- WHAT IS ASKED -
Which lines in the items below contain the word "tree"? Collect each of them, copied in full.

- MATERIAL SHOWN -
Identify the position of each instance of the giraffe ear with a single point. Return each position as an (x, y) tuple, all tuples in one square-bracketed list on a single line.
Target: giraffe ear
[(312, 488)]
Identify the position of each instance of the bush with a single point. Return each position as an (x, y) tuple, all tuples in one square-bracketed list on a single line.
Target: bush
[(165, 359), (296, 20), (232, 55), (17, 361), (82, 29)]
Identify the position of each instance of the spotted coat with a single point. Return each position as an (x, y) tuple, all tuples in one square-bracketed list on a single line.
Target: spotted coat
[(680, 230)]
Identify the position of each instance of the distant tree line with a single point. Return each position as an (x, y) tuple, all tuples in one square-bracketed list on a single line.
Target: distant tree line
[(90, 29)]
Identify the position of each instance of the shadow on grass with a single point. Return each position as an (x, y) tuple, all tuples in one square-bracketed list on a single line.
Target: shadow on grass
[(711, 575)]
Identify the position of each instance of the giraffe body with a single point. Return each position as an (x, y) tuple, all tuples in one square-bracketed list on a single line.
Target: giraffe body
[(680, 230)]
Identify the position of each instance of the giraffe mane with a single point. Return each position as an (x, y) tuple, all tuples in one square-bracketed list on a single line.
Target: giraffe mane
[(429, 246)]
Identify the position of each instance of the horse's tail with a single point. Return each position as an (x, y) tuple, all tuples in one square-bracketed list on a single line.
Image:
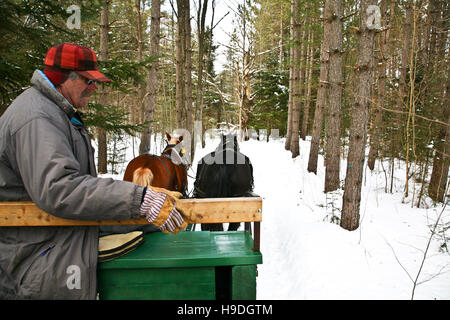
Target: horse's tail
[(143, 177)]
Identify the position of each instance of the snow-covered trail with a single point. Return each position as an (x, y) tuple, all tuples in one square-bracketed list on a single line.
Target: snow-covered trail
[(307, 257)]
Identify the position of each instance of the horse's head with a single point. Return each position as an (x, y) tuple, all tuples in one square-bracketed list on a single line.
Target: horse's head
[(228, 142)]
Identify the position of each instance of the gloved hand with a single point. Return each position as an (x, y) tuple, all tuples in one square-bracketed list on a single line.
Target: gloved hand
[(162, 208)]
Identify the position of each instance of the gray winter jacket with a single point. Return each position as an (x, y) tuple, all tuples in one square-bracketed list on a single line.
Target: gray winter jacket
[(48, 159)]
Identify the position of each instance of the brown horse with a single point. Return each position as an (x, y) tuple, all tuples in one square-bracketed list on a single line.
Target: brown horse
[(160, 171)]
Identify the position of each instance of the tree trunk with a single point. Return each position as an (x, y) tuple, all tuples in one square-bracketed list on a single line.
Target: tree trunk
[(383, 39), (180, 63), (296, 100), (360, 116), (201, 16), (321, 99), (152, 77), (287, 144), (102, 97), (188, 78), (334, 96), (308, 81)]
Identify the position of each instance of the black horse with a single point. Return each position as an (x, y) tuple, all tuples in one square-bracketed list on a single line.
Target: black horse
[(224, 173)]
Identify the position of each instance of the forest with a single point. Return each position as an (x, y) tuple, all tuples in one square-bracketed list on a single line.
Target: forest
[(361, 80)]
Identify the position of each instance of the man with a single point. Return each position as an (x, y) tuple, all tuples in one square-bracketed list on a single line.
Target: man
[(46, 157)]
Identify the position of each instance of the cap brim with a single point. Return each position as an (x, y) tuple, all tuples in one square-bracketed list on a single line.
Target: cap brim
[(94, 75)]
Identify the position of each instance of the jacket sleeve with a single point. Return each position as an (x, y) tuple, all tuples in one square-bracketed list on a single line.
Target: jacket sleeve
[(51, 175)]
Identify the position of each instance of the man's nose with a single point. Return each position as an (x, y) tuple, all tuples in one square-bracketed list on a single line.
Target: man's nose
[(92, 87)]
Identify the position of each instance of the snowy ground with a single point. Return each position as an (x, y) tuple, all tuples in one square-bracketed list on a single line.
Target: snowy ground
[(305, 256)]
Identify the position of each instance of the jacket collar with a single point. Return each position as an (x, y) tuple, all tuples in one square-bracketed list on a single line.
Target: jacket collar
[(44, 85)]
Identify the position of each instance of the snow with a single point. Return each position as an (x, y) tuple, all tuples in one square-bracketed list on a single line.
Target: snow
[(305, 256)]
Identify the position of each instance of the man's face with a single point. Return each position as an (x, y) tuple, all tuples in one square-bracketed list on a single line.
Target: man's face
[(77, 91)]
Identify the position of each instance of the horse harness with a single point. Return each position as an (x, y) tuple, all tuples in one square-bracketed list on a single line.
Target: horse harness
[(165, 154)]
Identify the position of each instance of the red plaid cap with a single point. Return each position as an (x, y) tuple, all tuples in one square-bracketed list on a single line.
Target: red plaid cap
[(70, 56)]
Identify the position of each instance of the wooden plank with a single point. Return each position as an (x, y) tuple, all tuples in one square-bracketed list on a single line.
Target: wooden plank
[(212, 210)]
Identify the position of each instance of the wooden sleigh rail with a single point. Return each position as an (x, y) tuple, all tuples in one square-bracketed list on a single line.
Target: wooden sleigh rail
[(212, 210)]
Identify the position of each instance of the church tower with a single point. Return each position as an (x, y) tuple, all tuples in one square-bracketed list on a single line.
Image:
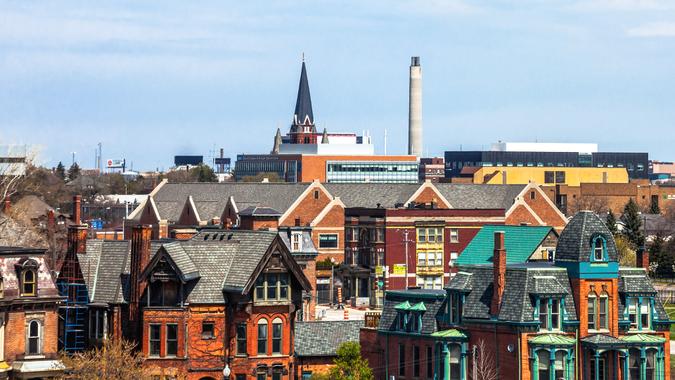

- RESPONSE -
Identify the position of each instance of the distant tree line with a single point. Return each position as an (x, y) tuple, all tuples in one square-bracketed list on a single line.
Target: distant tree line
Identify the position of each instance of the tree trunk with a single point. Return each position as an (x, y) tuple, all tuples in one square-bracketed list on a single line.
Target: tree trunk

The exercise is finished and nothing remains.